How many lines in the entries below contain the string "Target"? Case counts. Reply with the number only.

-------- EXERCISE INPUTS --------

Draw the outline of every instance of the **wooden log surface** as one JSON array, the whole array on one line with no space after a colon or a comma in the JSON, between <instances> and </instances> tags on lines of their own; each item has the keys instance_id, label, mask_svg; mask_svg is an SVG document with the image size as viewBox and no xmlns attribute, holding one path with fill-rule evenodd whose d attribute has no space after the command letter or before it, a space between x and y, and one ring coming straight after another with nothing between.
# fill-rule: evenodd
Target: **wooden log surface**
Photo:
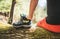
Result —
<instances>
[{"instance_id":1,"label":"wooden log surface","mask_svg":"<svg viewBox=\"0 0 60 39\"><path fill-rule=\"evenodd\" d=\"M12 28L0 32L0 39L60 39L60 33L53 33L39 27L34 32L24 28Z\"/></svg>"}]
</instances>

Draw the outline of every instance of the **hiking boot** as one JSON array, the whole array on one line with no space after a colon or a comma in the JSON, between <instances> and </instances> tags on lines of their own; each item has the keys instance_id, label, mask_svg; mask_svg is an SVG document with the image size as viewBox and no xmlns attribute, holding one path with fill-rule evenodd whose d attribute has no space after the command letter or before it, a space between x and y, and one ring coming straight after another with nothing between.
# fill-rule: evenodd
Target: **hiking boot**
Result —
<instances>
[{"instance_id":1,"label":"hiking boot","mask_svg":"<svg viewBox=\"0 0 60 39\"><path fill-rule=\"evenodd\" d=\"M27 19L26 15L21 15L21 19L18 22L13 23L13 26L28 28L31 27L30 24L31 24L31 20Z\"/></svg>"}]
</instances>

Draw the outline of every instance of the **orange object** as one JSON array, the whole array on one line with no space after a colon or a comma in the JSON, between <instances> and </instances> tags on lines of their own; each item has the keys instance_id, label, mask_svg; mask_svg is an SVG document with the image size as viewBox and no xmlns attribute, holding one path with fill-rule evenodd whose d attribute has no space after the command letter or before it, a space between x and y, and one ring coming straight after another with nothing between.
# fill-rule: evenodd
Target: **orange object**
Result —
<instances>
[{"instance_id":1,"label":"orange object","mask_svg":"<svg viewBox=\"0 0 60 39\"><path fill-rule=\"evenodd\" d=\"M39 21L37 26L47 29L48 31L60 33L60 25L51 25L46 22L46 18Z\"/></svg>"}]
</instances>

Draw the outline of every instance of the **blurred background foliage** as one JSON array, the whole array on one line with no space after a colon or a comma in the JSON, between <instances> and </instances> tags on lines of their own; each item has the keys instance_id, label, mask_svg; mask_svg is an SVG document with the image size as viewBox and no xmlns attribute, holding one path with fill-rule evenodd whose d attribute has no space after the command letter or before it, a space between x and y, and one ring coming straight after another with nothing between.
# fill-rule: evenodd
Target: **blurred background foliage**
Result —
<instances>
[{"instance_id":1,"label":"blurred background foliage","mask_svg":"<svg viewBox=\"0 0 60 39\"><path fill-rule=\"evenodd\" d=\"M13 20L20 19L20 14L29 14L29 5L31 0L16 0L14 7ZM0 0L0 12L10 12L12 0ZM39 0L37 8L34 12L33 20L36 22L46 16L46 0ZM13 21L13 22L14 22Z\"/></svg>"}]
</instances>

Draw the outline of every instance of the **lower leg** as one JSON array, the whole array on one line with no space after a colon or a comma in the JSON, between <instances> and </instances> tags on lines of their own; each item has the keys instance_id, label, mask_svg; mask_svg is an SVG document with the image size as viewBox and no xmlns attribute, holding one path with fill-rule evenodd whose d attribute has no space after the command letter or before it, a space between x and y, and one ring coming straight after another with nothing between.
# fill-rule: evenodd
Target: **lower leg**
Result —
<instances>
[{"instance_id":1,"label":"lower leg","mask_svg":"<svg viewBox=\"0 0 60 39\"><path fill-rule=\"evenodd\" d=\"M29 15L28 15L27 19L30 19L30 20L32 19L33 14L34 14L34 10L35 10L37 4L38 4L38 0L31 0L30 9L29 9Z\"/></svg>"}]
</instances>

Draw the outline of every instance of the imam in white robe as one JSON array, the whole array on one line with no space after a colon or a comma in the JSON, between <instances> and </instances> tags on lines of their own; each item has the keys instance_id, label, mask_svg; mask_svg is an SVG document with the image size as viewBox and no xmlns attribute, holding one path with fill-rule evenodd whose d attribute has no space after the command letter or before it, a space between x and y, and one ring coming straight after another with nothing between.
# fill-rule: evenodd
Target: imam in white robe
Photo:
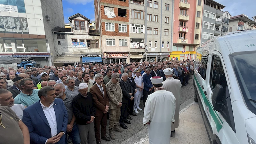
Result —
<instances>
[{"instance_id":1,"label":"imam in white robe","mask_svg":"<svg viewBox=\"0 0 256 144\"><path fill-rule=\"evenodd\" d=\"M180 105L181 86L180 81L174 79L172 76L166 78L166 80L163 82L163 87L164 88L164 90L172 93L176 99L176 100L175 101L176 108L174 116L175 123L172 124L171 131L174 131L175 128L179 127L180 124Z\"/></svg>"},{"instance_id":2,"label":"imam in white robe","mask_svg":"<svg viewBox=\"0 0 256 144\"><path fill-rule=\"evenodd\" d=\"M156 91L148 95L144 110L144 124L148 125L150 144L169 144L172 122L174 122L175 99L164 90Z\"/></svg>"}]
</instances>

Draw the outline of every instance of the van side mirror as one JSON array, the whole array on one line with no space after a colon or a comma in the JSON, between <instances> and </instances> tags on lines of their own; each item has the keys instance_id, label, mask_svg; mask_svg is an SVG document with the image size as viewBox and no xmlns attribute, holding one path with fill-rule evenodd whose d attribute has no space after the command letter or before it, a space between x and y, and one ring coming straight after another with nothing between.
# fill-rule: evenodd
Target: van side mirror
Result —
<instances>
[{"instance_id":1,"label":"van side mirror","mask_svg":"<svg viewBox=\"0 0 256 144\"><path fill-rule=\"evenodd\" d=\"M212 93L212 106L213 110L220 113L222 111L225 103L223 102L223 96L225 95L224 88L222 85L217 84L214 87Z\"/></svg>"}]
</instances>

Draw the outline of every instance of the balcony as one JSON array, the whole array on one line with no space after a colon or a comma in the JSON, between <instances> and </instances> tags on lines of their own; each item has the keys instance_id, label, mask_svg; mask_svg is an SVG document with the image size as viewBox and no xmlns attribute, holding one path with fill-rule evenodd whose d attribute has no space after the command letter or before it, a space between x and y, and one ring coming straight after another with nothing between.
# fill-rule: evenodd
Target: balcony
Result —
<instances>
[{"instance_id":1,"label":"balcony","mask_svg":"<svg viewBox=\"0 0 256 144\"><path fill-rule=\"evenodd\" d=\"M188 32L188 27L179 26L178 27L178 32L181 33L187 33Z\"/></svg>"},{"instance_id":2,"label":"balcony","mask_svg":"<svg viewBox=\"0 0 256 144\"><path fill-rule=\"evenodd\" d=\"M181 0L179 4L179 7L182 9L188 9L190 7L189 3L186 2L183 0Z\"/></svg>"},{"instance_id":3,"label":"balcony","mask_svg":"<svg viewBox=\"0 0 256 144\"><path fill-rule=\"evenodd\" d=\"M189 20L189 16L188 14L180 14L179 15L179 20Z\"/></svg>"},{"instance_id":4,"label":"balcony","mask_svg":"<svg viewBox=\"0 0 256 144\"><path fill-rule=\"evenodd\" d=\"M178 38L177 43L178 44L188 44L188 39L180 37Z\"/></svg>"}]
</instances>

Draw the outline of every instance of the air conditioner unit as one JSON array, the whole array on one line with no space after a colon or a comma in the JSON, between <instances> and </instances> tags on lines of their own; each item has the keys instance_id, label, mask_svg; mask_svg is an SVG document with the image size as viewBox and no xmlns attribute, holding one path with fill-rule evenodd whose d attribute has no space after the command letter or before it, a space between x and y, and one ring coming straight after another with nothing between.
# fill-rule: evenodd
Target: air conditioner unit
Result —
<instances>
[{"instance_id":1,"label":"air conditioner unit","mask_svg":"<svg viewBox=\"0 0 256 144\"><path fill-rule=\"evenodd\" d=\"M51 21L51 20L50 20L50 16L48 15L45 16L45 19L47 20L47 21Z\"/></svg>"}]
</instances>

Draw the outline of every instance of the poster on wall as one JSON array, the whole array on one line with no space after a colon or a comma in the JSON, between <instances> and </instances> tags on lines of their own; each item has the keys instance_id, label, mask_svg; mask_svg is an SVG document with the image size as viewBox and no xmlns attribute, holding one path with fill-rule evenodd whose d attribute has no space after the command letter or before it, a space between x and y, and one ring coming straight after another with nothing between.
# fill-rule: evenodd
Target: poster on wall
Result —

--------

- **COMPLETE RESPONSE**
10